(Saved data entries)
--- Begin ---
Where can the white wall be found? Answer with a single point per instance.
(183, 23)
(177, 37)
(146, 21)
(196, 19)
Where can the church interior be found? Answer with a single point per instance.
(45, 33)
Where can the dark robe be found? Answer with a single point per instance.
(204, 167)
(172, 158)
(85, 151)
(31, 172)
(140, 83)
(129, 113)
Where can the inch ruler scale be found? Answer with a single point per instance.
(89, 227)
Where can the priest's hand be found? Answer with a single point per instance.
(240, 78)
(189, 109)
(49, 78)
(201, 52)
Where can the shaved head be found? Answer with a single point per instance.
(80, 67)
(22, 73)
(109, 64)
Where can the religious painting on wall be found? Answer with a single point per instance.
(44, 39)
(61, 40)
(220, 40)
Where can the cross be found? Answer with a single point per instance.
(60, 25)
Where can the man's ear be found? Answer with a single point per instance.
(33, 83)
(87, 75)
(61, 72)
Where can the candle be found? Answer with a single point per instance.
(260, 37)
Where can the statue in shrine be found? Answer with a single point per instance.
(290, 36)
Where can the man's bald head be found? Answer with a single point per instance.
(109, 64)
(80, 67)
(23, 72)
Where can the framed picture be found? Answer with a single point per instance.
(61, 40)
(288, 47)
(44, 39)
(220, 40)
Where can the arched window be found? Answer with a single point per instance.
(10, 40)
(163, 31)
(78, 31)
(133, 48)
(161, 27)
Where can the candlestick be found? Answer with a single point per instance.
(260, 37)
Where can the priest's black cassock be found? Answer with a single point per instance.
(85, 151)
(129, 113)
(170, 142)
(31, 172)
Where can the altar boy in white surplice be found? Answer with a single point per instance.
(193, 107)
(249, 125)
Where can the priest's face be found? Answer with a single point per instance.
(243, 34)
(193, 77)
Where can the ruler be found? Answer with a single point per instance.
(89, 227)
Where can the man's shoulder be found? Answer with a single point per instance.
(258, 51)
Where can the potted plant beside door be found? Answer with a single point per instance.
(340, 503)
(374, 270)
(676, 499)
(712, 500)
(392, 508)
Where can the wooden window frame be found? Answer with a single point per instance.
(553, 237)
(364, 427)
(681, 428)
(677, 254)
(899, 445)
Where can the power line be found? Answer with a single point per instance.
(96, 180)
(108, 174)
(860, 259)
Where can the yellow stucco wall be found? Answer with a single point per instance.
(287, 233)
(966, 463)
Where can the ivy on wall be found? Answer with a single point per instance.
--- End ---
What you have to do
Rewrite the part of the material that opens with the line containing "Where can the man's bald" and runs to the end of the material, keeping every line, requests included, and adding 43 to each coordinate in the answers.

Answer to this problem
Where can the man's bald head be found? Answer with a single point per instance.
(152, 107)
(123, 110)
(66, 115)
Where can the framed picture be found? Answer with a single point per instance.
(104, 83)
(331, 90)
(87, 82)
(263, 83)
Where can the arched window be found? Answer with a single point per instance.
(53, 83)
(206, 74)
(121, 74)
(176, 91)
(204, 70)
Where can the candlestick be found? Answer with a single point per instance.
(303, 80)
Where can the priest's black cassock be found? Answer with a single point per instance.
(128, 194)
(172, 156)
(213, 185)
(74, 215)
Where can the altar boy in white surplice be found? Answer with a single point per instance.
(236, 150)
(292, 168)
Where can the priest's face be found? Answer with a single point per instance.
(286, 77)
(236, 120)
Where can the ruler be found? Answer with a single point per instance.
(132, 270)
Where can the man's shoulder be found? Answer with a single point per instance.
(301, 94)
Where can the potted plant beside door be found? Answer with a single point per instance.
(383, 546)
(417, 313)
(719, 542)
(755, 543)
(435, 551)
Where can the wooden window frame be found? Answer with a single point per instance.
(596, 280)
(407, 470)
(724, 471)
(720, 297)
(942, 488)
Where can the power line be found? Answer with a single point per instance.
(139, 223)
(151, 217)
(903, 302)
Where can the yellow stucco wall be found? Answer with a single point per instance.
(330, 276)
(1009, 506)
Where can the ivy on wall be found? Answer with a single point per instance.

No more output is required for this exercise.